• [EXERCISE]: Copy out, word for word, the rows from the line containing "man in white" through the line containing "pixel 316 95", including both of those lines.

• [DATASET RECORDS]:
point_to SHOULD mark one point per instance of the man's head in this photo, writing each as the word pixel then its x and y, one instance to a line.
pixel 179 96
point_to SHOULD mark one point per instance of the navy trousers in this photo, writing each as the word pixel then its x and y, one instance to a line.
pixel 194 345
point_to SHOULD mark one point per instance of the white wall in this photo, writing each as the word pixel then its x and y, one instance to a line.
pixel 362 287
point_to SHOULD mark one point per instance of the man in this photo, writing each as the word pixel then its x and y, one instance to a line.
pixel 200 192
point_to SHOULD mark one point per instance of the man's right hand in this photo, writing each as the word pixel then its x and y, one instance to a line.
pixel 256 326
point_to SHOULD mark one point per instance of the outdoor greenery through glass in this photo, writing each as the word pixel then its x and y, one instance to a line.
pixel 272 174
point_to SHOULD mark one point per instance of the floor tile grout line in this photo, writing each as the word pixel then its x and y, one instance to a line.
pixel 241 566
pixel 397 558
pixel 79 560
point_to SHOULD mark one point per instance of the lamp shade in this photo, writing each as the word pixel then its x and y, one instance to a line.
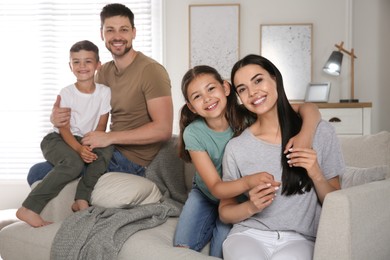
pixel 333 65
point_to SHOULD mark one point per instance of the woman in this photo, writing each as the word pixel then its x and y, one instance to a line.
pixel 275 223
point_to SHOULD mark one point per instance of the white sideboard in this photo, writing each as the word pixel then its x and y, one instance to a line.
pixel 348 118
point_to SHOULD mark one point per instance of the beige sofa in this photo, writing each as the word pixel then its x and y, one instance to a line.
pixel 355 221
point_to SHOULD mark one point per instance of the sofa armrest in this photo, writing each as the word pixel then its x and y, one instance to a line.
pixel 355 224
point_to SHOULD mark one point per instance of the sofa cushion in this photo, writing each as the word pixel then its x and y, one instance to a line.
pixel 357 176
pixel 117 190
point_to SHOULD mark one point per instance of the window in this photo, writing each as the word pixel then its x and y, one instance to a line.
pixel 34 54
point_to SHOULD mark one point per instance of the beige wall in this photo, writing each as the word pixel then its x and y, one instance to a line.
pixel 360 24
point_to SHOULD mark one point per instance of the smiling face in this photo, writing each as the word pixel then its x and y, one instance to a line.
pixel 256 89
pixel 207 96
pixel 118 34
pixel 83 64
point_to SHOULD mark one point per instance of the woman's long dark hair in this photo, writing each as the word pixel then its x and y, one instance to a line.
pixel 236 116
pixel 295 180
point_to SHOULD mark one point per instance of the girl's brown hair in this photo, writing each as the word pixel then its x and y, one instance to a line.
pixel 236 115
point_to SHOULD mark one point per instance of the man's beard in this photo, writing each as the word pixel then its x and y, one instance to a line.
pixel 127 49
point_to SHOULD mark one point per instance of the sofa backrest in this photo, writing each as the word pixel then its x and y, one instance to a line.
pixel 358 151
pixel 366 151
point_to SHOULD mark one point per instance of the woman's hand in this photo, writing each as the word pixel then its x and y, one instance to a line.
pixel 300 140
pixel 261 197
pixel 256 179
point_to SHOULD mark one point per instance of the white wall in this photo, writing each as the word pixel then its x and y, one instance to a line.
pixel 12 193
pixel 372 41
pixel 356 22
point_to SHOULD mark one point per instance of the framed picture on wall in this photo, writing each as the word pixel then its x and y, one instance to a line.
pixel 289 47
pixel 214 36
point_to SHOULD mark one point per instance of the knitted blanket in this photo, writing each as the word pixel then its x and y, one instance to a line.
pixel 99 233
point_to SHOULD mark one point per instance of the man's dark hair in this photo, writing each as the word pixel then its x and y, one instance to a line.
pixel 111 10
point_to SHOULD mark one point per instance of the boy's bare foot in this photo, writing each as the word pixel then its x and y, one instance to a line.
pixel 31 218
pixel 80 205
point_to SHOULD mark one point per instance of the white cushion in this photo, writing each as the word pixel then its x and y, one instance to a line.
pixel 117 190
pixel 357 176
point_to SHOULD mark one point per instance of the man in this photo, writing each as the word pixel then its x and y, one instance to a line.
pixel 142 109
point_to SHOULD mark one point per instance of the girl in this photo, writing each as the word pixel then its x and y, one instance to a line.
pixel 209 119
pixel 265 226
...
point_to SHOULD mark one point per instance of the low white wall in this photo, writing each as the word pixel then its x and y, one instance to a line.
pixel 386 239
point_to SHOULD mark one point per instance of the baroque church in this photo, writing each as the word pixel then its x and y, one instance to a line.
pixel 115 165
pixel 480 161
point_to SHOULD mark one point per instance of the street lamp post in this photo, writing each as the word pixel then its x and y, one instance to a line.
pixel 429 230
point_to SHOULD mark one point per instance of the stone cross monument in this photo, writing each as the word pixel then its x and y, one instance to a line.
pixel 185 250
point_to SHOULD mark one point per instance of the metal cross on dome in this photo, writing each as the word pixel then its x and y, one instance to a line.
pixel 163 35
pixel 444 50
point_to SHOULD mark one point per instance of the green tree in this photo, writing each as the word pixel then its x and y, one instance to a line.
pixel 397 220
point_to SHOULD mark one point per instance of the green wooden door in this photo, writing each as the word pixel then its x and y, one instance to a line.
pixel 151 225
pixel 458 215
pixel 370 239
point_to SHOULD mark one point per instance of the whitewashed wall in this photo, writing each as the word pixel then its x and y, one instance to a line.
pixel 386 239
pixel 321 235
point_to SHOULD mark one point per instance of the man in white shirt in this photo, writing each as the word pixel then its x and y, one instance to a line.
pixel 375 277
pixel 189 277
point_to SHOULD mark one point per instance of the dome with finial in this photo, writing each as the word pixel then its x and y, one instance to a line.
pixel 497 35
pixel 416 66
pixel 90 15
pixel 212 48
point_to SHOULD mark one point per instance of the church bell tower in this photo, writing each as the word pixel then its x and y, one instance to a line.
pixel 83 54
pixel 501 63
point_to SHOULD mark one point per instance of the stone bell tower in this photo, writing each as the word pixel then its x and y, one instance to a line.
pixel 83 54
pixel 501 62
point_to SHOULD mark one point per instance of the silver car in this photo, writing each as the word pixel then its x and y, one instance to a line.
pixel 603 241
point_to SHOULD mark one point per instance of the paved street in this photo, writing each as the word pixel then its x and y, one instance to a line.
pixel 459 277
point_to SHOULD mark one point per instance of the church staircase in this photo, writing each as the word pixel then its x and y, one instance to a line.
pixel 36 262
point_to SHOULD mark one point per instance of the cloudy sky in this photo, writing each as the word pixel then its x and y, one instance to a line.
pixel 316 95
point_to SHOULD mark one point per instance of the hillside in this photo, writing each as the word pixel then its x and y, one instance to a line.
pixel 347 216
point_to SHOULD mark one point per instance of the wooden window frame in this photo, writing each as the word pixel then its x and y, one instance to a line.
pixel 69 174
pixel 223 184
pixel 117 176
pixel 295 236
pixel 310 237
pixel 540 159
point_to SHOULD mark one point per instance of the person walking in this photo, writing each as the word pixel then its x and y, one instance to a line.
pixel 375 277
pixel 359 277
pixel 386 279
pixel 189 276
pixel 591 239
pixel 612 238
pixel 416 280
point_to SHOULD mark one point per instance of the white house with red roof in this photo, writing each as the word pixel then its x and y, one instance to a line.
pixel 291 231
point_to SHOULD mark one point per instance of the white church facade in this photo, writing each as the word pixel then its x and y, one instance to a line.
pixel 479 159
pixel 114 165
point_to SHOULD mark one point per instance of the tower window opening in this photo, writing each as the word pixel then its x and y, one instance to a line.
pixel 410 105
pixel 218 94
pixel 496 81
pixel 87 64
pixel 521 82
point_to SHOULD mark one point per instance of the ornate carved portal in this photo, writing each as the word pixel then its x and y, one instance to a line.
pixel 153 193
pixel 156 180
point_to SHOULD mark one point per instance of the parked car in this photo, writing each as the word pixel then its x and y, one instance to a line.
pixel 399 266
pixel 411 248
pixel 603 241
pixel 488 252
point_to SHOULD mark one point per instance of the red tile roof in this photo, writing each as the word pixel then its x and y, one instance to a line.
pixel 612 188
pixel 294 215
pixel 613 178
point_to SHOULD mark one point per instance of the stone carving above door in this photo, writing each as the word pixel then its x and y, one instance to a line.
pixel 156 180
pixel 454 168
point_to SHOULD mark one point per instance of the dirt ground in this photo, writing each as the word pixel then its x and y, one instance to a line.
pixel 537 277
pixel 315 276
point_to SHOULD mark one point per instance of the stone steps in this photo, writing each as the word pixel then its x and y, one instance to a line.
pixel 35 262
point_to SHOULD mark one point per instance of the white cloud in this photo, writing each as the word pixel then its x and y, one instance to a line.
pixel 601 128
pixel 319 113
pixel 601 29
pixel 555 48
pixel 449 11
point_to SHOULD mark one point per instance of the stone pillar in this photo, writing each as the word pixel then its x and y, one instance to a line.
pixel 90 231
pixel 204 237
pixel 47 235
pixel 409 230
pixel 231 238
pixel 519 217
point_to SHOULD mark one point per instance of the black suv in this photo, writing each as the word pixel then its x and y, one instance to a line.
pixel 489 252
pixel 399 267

• [EXERCISE OUTPUT]:
point_to SHOULD mark one point per instance of the man in white shirt in this photo, writing each as the word pixel then its x and y, one instance to a line.
pixel 375 277
pixel 189 277
point_to SHOULD mark one point per instance of the dome with finial in this photo, writing each as the word pixel then its x and y, one instance to a line.
pixel 497 35
pixel 416 66
pixel 90 15
pixel 212 48
point_to SHOULD mark one point per instance of the church bell tower in this photo, writing each as the word pixel then its x and y, one instance to a line.
pixel 83 54
pixel 501 63
point_to SHOULD mark one point per instance of the stone bell tower in this photo, writing each as the word pixel then its x and y, one instance to a line.
pixel 83 54
pixel 501 62
point_to SHOULD mark one point per instance of the silver car in this photo, writing each as the word pixel then its x and y, one instance to a line.
pixel 603 241
point_to SHOULD mark one point per instance of the paved street in this photo, writing each as the word pixel then its x and y, one instance to a line.
pixel 459 277
point_to SHOULD mark one point per instance of the church staircase in this photo, writing each as the word pixel then its x and y, one instance to a line.
pixel 36 262
point_to SHOULD mark one point per instance of the cloudy sky in this photo, writing each as the word pixel then its x and y, one instance to a line.
pixel 316 95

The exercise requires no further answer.